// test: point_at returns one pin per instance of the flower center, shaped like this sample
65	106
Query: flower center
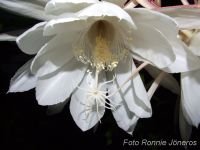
101	46
187	35
102	56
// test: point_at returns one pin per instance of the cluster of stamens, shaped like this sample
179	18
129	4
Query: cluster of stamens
97	99
187	35
100	51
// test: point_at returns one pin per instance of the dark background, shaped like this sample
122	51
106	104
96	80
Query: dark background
25	125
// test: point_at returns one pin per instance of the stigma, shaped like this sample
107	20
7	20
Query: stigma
101	46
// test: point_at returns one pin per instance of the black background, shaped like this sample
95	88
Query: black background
25	125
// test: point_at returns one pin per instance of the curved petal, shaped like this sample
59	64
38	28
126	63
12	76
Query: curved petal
185	128
57	88
58	7
86	17
7	37
158	40
53	55
184	61
57	108
85	113
26	8
117	2
124	118
168	82
190	99
194	44
105	9
32	40
186	18
23	80
133	94
151	45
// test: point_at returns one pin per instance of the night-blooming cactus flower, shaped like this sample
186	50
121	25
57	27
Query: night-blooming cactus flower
88	55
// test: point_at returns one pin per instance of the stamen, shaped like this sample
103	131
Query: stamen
96	97
100	46
131	77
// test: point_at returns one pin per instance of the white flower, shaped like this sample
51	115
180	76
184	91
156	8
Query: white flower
101	37
190	81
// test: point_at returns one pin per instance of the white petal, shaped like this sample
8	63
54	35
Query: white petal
7	37
194	44
84	118
53	55
57	108
57	7
56	88
86	17
105	9
152	40
190	100
25	8
23	80
32	40
133	93
125	118
168	82
58	26
117	2
185	60
186	18
185	128
151	45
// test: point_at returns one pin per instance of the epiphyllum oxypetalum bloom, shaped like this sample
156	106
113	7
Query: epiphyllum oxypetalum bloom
102	38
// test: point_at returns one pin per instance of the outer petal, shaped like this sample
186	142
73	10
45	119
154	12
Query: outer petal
117	2
58	7
53	55
169	82
85	114
152	46
7	37
57	108
86	17
185	128
23	80
133	93
32	40
190	99
184	61
187	18
26	8
194	45
124	117
57	88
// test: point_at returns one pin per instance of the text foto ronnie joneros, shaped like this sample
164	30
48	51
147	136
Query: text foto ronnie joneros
146	142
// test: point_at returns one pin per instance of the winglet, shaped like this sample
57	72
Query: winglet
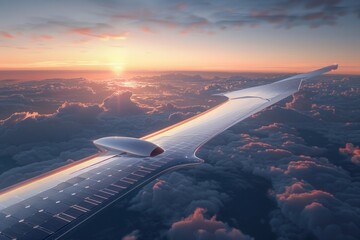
286	86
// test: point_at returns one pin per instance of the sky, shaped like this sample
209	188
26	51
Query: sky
160	35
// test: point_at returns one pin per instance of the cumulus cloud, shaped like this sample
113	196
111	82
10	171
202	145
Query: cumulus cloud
131	236
293	146
351	151
196	226
121	103
189	194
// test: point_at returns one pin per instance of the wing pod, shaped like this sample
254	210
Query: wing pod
134	146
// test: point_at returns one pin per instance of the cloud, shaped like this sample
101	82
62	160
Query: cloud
196	226
89	32
189	194
7	35
351	151
131	236
121	103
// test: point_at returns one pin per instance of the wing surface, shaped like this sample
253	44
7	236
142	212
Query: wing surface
50	205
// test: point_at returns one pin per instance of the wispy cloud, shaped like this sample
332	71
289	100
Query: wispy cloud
6	35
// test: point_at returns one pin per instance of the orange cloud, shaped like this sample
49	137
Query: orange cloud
6	35
43	37
86	31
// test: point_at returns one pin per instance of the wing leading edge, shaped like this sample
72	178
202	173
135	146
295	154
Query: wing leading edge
240	105
49	206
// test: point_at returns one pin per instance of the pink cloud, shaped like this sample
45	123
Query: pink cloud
6	35
352	151
196	226
43	37
146	29
86	31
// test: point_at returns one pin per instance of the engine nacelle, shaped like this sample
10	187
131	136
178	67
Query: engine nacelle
135	146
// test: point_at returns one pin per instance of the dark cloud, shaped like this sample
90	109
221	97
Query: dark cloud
351	151
131	236
293	147
196	226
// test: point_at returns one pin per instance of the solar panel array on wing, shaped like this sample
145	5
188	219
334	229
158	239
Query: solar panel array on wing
48	212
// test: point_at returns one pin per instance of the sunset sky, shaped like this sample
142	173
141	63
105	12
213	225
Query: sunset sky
277	35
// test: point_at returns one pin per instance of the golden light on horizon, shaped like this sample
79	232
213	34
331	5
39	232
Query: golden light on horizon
117	69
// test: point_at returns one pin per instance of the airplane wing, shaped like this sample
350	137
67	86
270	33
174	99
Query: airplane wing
52	204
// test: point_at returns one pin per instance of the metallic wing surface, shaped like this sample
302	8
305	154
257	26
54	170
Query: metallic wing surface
50	205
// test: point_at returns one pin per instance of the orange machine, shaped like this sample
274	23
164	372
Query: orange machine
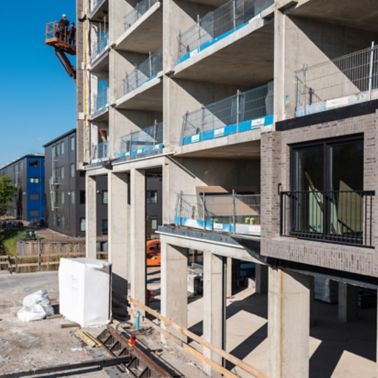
153	252
62	45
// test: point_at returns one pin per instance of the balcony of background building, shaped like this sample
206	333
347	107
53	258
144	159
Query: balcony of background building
342	217
141	88
100	102
219	212
245	111
343	81
100	152
217	25
96	7
146	18
142	143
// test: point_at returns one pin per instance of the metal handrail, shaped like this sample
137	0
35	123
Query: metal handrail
352	78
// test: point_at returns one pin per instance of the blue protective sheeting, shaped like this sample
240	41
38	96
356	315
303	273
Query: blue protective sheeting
229	130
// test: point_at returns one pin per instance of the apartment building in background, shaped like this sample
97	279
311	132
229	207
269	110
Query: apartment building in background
27	173
258	117
65	189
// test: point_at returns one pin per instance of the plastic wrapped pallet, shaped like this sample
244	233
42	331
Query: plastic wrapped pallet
84	291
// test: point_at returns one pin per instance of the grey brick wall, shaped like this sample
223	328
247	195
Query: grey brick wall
275	171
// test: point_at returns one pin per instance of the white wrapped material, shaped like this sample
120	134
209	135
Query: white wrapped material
84	291
35	306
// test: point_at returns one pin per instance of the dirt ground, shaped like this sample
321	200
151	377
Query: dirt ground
24	346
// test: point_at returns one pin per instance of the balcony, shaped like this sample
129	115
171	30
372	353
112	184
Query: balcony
100	153
342	217
140	88
343	81
142	28
142	143
99	47
100	105
219	24
221	212
245	111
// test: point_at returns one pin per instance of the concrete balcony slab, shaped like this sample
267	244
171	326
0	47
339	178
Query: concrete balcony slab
145	35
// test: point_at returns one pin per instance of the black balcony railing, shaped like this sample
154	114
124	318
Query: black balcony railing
343	217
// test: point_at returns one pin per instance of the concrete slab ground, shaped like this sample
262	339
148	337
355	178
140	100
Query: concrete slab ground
24	346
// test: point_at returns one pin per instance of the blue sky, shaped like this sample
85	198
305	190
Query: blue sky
37	97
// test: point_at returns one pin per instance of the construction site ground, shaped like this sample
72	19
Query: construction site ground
336	349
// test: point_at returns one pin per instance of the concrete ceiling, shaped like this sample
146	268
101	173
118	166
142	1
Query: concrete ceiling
147	37
248	150
151	99
360	14
246	62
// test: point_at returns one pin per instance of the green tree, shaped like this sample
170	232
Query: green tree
7	192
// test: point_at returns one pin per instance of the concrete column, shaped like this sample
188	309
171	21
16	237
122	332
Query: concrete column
118	235
229	277
288	324
214	299
261	279
347	307
91	216
138	235
174	272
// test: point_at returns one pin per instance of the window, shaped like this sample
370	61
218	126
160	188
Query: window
73	170
327	200
82	224
152	197
33	163
34	180
72	143
105	197
62	148
104	226
82	197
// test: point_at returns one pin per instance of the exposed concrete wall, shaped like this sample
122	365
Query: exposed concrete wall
288	324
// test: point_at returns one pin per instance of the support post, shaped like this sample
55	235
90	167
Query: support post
214	298
118	237
347	307
288	324
138	235
91	216
174	271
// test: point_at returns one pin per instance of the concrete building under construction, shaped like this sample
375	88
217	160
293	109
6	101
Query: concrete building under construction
256	119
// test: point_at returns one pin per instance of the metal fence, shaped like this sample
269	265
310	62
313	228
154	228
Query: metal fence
140	9
100	152
143	72
140	143
220	22
100	45
234	110
350	78
343	217
101	100
223	212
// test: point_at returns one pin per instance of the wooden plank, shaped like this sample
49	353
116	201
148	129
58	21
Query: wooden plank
200	340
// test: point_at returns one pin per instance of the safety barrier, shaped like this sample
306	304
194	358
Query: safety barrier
143	72
219	24
346	80
243	112
221	212
140	9
145	142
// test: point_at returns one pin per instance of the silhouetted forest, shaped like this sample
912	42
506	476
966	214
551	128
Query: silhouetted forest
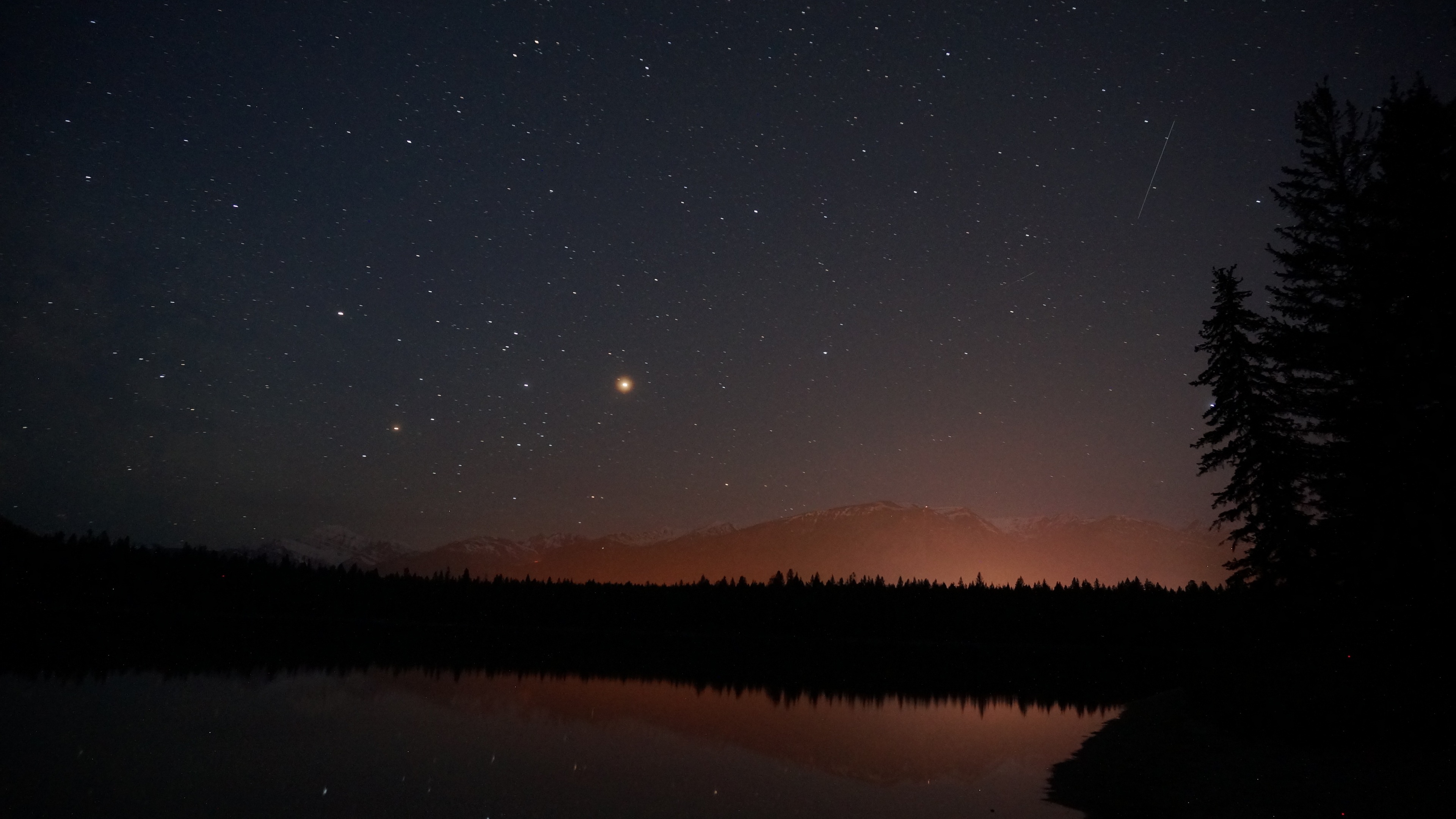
1333	409
1331	417
89	602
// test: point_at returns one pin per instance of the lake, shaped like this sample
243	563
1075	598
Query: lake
419	744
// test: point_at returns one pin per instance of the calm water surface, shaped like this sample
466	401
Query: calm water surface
435	745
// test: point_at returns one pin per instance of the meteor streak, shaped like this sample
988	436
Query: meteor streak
1155	171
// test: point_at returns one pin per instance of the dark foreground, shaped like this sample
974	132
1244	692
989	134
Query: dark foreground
1241	703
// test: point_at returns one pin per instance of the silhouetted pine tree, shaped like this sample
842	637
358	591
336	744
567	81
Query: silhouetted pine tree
1254	438
1353	362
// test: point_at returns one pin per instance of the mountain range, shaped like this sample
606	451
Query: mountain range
889	540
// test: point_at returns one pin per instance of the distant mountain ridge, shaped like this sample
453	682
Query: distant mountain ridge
889	540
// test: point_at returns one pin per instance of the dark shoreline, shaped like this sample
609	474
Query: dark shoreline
1238	701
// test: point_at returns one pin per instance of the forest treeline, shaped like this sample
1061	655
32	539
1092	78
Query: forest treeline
94	576
1331	394
92	605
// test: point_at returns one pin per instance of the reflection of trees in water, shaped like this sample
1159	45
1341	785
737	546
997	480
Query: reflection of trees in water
887	741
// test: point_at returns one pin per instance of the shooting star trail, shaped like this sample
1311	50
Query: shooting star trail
1155	171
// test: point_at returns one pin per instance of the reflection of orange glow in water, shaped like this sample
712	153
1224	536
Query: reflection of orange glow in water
892	742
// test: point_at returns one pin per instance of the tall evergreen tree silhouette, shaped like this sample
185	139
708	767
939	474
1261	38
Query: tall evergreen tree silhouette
1253	435
1353	377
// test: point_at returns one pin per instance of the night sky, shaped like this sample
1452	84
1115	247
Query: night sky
271	266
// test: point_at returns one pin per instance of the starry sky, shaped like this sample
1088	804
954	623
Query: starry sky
273	266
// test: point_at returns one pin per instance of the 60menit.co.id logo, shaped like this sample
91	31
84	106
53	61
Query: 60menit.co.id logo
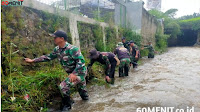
12	3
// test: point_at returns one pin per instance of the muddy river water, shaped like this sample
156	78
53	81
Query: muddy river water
171	79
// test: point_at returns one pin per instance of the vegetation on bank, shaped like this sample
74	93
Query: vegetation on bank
32	87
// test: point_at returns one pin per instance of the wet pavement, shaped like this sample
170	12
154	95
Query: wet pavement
171	79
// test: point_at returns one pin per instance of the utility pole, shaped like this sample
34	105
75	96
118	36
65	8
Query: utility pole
98	11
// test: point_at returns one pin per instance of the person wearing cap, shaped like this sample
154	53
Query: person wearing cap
124	57
151	50
106	58
73	62
134	52
125	43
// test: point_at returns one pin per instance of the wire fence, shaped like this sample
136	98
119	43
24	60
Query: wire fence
102	10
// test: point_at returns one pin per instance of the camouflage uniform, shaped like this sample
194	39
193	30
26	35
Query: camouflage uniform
126	45
151	51
124	58
72	61
106	58
133	54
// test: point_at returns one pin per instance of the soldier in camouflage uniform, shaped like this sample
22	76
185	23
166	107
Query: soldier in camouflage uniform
134	53
105	58
124	58
151	50
125	43
73	62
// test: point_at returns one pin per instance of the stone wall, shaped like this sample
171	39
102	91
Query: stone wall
198	38
138	19
73	18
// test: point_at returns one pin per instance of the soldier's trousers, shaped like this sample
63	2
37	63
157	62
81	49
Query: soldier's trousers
150	55
134	61
80	84
111	72
124	67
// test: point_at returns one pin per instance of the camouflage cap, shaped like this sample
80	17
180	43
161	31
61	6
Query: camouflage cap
59	33
119	44
123	38
94	54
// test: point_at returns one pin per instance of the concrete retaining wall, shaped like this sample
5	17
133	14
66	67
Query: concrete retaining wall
73	18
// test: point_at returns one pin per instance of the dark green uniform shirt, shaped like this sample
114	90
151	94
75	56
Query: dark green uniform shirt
70	58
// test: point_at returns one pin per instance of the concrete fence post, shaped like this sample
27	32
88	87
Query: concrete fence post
74	31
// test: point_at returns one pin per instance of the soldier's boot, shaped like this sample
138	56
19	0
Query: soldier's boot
108	79
66	104
126	70
135	65
121	72
112	81
83	94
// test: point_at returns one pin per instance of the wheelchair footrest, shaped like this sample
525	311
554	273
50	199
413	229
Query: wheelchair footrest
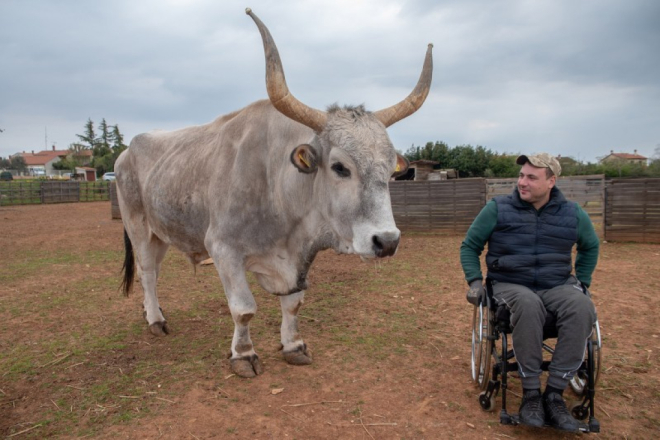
508	419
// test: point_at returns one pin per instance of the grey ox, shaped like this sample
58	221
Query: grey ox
262	189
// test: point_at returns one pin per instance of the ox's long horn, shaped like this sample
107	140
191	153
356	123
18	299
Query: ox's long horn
415	100
278	92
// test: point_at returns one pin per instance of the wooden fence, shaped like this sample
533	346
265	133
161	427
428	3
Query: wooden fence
32	192
451	205
437	205
632	210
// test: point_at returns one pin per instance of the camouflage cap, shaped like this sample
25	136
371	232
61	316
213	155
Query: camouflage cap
541	160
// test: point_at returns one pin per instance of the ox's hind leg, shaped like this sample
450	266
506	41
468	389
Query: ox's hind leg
294	349
244	360
150	257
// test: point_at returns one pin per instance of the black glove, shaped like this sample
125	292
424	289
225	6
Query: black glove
474	292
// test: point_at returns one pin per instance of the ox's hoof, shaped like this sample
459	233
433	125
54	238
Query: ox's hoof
248	366
300	356
159	328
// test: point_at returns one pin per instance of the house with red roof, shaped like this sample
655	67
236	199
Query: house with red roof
41	163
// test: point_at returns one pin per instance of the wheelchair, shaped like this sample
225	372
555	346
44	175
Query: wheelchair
490	367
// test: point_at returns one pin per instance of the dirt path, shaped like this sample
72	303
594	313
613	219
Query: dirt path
390	343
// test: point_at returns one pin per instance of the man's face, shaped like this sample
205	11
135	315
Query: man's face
534	186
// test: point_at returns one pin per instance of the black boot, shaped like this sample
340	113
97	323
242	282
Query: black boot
559	417
531	409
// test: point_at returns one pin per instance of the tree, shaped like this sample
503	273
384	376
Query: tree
502	165
18	163
89	139
118	145
106	148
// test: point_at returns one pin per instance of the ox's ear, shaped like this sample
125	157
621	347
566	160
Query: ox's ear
305	158
402	165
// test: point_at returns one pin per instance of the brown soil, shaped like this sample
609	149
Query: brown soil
390	343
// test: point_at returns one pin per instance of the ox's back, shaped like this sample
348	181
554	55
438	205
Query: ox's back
181	179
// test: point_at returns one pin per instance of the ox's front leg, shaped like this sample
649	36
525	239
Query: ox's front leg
244	360
294	349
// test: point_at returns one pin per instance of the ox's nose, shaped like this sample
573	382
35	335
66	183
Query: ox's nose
385	245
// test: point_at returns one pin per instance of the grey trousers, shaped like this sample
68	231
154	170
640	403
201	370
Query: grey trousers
575	314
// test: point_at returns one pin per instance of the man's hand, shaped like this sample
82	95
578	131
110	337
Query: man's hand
474	292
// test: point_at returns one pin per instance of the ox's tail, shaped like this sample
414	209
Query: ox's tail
129	266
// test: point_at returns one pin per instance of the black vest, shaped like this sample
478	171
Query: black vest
532	248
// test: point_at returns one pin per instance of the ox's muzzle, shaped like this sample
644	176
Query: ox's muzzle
384	245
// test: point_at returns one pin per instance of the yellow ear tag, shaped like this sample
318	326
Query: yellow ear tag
302	159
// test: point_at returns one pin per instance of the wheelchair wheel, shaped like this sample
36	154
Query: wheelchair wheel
481	345
579	381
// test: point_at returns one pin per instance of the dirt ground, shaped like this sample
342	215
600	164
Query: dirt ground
390	343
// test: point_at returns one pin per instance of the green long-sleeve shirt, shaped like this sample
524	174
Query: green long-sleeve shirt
484	224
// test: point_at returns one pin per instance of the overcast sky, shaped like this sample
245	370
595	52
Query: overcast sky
577	78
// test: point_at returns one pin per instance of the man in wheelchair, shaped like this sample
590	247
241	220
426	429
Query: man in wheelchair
530	235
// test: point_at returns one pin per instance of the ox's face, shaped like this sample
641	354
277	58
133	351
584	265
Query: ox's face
354	161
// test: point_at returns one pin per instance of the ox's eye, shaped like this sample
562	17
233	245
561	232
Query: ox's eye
340	169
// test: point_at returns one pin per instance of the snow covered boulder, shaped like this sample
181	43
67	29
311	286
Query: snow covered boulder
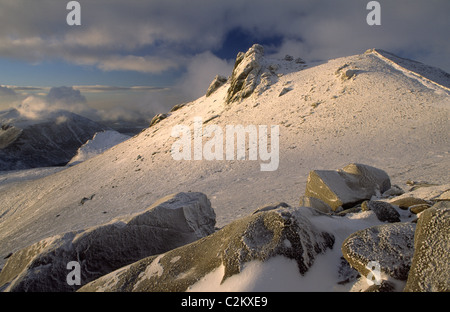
169	223
348	186
390	245
101	142
385	212
315	203
285	232
430	269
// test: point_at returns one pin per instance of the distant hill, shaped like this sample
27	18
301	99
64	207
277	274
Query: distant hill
50	141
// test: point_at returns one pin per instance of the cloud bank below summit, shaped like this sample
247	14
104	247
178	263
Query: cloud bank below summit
182	47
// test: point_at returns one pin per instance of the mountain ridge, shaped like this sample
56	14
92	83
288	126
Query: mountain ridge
351	109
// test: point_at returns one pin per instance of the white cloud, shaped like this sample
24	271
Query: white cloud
200	72
159	35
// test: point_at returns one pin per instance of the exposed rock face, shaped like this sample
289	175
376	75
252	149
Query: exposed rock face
348	186
216	84
430	269
171	222
315	203
287	232
158	118
391	245
247	69
385	212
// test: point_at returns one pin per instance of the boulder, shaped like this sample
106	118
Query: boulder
169	223
158	118
430	268
348	186
216	84
391	245
406	202
284	232
385	212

- - - -

OBJECTIVE -> Repeat precisely the lines of the data starting at the one containing "the mountain ridge, shaped like this sample", last line included.

SOLUTION ->
// test: point_at returns one pin per instance of the mountain ridge, shaped like this sample
56	14
92	83
288	126
Query: mountain ridge
351	109
// test: point_at returns one pin per instance of the white cloud, shaped like this sample
24	271
Query: white cloud
200	72
159	35
// test: point_at returns one pin per instance of the exposed rock face, shaped like this sample
289	175
376	75
252	149
Query: exposed rock face
348	186
216	84
430	269
171	222
315	203
287	232
158	118
391	245
247	69
385	212
// test: point_at returns one pin per instance of the boulder, shaped like this sample
106	118
Query: boulder
169	223
158	118
430	268
348	186
216	84
391	245
406	202
284	232
385	212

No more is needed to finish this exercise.